__REQUIREMENTS__:
Can you reproduce the listing below line for line, without changing a character, and leave the pictures out of your answer?

__DATA PROVIDED__:
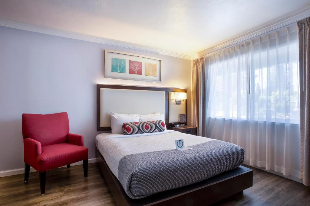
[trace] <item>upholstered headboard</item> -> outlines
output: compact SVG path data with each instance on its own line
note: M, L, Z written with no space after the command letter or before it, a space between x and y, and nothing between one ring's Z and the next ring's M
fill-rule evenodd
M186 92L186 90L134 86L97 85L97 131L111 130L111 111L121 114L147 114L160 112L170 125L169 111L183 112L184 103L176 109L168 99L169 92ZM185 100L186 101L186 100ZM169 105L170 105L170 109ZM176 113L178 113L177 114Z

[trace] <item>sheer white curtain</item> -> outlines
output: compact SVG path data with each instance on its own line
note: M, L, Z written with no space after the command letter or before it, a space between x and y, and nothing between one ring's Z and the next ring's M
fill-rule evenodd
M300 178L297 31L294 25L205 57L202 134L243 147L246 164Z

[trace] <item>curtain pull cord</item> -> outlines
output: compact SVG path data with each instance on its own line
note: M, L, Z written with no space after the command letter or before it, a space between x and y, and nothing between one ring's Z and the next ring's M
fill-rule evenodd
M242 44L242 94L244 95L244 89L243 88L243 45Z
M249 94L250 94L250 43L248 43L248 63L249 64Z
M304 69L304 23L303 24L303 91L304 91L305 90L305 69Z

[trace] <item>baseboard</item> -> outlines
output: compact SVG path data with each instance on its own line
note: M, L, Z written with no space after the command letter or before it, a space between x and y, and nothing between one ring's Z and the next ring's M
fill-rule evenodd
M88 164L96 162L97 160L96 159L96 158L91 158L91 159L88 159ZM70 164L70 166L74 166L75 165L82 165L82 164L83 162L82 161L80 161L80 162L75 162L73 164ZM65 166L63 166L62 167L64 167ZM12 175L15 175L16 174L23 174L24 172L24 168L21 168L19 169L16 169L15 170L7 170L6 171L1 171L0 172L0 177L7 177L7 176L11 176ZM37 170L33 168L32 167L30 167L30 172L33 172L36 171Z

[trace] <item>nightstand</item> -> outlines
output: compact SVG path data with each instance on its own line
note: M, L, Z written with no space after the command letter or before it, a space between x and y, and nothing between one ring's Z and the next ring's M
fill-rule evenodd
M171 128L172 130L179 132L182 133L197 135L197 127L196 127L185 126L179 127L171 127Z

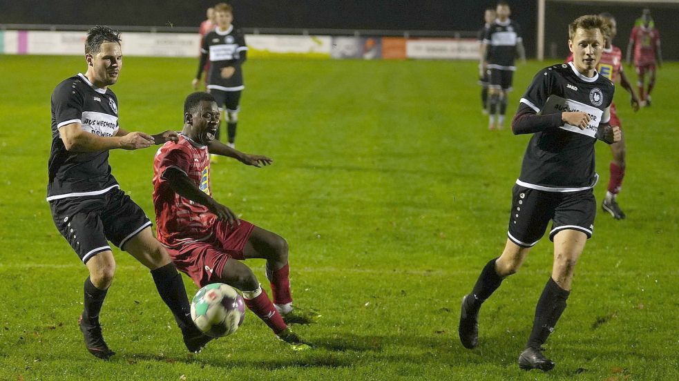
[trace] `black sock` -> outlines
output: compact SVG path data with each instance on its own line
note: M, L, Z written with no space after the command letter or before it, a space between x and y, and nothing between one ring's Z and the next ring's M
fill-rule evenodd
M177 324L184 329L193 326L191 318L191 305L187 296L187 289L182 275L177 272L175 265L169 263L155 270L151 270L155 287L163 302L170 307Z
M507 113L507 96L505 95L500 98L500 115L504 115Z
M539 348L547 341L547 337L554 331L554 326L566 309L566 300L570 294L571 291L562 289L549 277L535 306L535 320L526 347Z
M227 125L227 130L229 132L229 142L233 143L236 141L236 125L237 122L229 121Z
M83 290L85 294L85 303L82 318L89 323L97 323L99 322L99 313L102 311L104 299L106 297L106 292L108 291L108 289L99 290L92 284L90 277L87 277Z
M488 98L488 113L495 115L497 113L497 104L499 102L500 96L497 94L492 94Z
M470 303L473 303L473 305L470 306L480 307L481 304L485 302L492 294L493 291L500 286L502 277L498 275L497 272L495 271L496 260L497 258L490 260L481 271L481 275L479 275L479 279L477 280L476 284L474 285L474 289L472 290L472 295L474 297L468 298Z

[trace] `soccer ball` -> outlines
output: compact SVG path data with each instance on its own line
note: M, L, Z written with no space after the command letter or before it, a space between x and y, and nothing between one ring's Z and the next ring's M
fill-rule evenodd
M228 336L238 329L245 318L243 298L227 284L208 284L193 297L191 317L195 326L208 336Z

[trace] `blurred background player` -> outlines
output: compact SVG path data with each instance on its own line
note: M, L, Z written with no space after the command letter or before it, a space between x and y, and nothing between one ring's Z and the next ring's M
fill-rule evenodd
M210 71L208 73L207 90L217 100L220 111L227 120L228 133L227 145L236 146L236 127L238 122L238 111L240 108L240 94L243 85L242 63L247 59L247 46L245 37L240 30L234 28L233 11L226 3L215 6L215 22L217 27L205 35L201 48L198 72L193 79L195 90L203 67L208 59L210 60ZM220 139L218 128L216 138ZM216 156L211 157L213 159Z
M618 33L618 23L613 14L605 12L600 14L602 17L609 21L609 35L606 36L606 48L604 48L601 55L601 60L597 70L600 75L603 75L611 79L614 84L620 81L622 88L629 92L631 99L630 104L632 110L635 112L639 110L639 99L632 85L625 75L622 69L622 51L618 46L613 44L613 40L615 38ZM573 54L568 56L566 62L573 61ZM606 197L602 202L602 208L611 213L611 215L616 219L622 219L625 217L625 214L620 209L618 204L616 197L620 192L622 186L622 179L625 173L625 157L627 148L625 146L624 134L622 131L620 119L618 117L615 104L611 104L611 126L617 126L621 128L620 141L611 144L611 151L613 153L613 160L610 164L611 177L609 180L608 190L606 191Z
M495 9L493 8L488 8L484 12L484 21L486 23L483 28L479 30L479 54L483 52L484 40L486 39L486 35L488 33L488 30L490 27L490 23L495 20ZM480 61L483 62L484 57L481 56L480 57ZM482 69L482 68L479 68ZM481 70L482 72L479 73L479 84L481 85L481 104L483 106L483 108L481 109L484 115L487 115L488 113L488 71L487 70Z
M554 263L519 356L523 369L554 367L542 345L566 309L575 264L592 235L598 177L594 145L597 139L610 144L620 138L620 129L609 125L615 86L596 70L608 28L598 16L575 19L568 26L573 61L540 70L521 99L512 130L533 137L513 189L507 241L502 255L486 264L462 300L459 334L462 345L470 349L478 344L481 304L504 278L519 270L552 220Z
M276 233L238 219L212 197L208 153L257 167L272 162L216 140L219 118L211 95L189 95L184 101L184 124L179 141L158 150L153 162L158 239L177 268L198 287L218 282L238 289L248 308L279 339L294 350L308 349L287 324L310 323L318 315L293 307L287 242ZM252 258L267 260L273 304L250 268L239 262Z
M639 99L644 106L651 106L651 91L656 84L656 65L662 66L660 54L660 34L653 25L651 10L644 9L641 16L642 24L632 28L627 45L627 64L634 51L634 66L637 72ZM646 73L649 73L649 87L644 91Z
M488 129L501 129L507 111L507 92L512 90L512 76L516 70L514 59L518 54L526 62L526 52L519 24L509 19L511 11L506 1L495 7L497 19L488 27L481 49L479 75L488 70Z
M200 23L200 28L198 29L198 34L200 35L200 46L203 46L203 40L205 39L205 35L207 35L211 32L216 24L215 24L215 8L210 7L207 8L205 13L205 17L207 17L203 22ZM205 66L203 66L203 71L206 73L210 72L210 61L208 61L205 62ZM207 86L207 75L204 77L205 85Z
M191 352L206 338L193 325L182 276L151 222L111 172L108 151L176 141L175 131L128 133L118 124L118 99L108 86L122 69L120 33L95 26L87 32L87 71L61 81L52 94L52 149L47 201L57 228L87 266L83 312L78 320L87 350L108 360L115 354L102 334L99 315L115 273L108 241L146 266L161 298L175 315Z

__OUTPUT OF THE EXERCISE__:
[trace] <item>upholstered headboard</item> -> outlines
output: compact SVG path data with each instance on its own line
note: M, L, Z written with no space after the command letter or before it, a space between x and y, and nothing between one ring's Z and the next ring's M
fill-rule evenodd
M186 92L186 90L134 86L97 85L97 131L111 130L111 111L121 114L147 114L160 112L170 125L169 111L183 112L184 103L176 109L168 99L169 92ZM185 100L186 101L186 100ZM169 105L170 105L170 109ZM176 113L178 113L177 114Z

[trace] <item>sheer white curtain</item> -> outlines
output: compact SVG path data with each instance on its own line
note: M, L, Z written with no space after the command letter or before it, a space between x and y, and nothing between one ring's Z and the next ring's M
fill-rule evenodd
M300 178L297 31L294 25L205 57L202 134L243 147L246 164Z

[trace] <item>curtain pull cord</item> -> outlines
output: compact SVG path data with each instance on its own line
note: M, L, Z written with no space after the command letter or before it, a space between x and y, and nothing between one ring's Z and the next ring's M
fill-rule evenodd
M242 44L242 94L244 95L244 89L243 88L243 45Z
M249 94L250 94L250 43L248 43L248 63L249 64Z
M304 69L304 23L303 24L303 91L304 91L305 90L305 69Z

[trace] <item>baseboard</item> -> outlines
output: compact SVG path data with each instance on its own line
note: M, L, Z written with no space after the command letter or before it, a space between x and y, and nothing between one ring's Z and the next ring's M
fill-rule evenodd
M88 164L96 162L97 160L96 159L96 158L91 158L91 159L88 159ZM70 164L70 166L74 166L75 165L82 165L82 164L83 162L82 161L80 161L80 162L75 162L73 164ZM65 166L63 166L62 167L64 167ZM12 175L15 175L16 174L23 174L24 172L24 168L21 168L19 169L16 169L15 170L7 170L6 171L1 171L0 172L0 177L7 177L7 176L11 176ZM37 170L33 168L32 167L30 167L30 172L33 172L36 171Z

[trace] <item>nightstand</item> -> outlines
output: compact SVG path data with each instance on its own line
note: M, L, Z written with no space after the command letter or before it, a space between x and y, and nothing between one ring's Z and the next ring's M
fill-rule evenodd
M171 128L172 130L179 132L182 133L197 135L197 127L196 127L185 126L179 127L171 127Z

[trace] `black sock` -> outlines
output: compact SVG path data with each instance on its own line
note: M, L, Z written with no space after the command letter or before it, a space between x and y, and nothing between one ring's Z and the next ring's M
fill-rule evenodd
M177 324L184 329L193 326L191 318L191 305L187 296L187 289L182 275L177 272L175 265L169 263L155 270L151 270L155 287L163 302L170 307Z
M507 113L507 96L505 95L500 98L500 115L504 115Z
M539 348L547 341L547 337L554 331L554 326L566 309L566 300L570 294L571 291L562 289L549 277L535 306L535 320L526 347Z
M227 125L227 130L229 132L229 142L233 143L236 141L236 125L237 122L229 121Z
M83 290L85 294L85 303L82 318L89 323L97 323L99 322L99 313L102 311L104 299L106 297L106 292L108 291L108 289L99 290L92 284L90 277L87 277Z
M488 98L488 113L495 115L497 113L497 104L499 102L500 96L497 94L492 94Z
M470 303L473 303L473 305L470 306L480 307L481 304L485 302L492 294L493 291L500 286L502 277L498 275L497 272L495 271L496 260L497 258L490 260L481 271L481 275L479 275L479 279L477 280L476 284L474 285L474 289L472 290L472 295L474 297L468 298Z

[trace] `soccer ball` -> outlines
output: compact SVG path data with each instance on its own line
note: M, L, Z written with no space after the command letter or before it, a space between x and y, and nothing between one ring's Z and the next ring's M
fill-rule evenodd
M228 336L238 329L245 318L243 298L227 284L208 284L193 297L191 317L195 326L208 336Z

[trace] `blurred background player` -> outlines
output: compact SVG path data with each instance on its own line
note: M, L, Z written with no space after the command letter or before it, a space between x and y, and nothing between one ring's Z and the next ring's M
fill-rule evenodd
M210 71L208 73L207 90L217 100L220 111L227 120L228 133L227 145L236 146L236 127L238 122L238 111L240 108L240 94L243 85L242 63L247 59L247 46L245 37L240 30L234 28L233 11L226 3L215 6L215 22L217 27L205 35L201 48L198 72L193 79L195 90L203 67L208 59L210 60ZM220 139L218 128L216 138ZM216 156L211 157L213 159Z
M618 33L618 23L613 14L605 12L600 14L602 17L609 21L609 35L606 36L606 48L604 48L601 55L601 60L597 70L600 75L603 75L611 79L614 84L620 81L622 88L629 92L631 99L630 104L632 110L635 112L639 110L639 99L632 85L625 75L622 69L622 51L618 46L613 44L613 40L615 38ZM573 54L568 56L566 62L573 61ZM606 197L602 202L602 208L611 213L611 215L616 219L622 219L625 217L625 214L620 209L618 204L616 197L620 192L622 186L622 179L625 173L625 157L627 148L625 146L624 134L622 131L620 119L618 117L615 104L611 104L611 126L617 126L621 128L620 141L611 144L611 151L613 153L613 160L610 164L611 177L609 180L608 190L606 191Z
M495 9L493 8L488 8L484 12L484 21L486 23L483 28L479 30L479 54L483 52L484 40L486 39L486 35L488 33L488 30L490 27L490 23L495 20ZM480 61L483 62L484 57L481 56L480 57ZM482 69L482 68L479 68ZM481 70L482 72L479 73L479 84L481 85L481 104L483 106L483 108L481 109L484 115L487 115L488 113L488 71L487 70Z
M554 263L519 356L523 369L554 367L542 345L566 309L575 264L592 235L598 177L594 145L597 139L610 144L620 138L620 129L609 125L615 86L596 70L608 28L598 16L575 19L568 26L573 61L540 70L521 99L512 130L533 137L513 189L507 241L502 255L486 264L462 300L459 334L462 345L470 349L478 344L481 304L504 278L519 270L552 220Z
M276 233L238 219L212 197L208 153L257 167L272 162L216 140L219 118L211 95L189 95L184 101L184 124L179 141L158 150L153 162L158 239L177 268L198 287L218 282L238 289L248 308L279 339L294 350L308 349L287 324L310 323L318 315L293 307L287 242ZM252 258L267 260L273 304L250 268L239 262Z
M639 99L644 106L651 106L651 91L656 84L656 65L662 66L660 54L660 34L653 25L651 10L644 9L641 16L642 24L632 28L627 45L627 64L634 51L634 66L637 72ZM646 73L649 73L649 87L644 91Z
M488 129L501 129L507 111L507 92L512 90L512 76L516 70L514 59L518 54L526 62L526 52L519 24L509 19L511 11L506 1L495 7L497 19L488 27L481 49L479 75L488 70Z
M200 23L200 28L198 29L198 34L200 35L200 46L203 46L203 40L205 39L205 35L207 35L211 32L216 24L215 24L215 8L210 7L207 8L205 13L205 17L207 17L203 22ZM205 66L203 66L203 71L206 73L210 72L210 61L208 61L205 62ZM207 86L207 75L204 77L205 85Z
M191 352L206 338L193 325L182 276L151 222L111 172L108 151L176 141L175 131L128 133L118 124L118 99L108 86L122 69L120 33L95 26L87 32L87 71L61 81L52 94L52 149L47 201L57 228L87 266L83 312L78 320L87 350L108 360L115 354L102 334L99 315L115 273L108 241L146 266L161 298L175 315Z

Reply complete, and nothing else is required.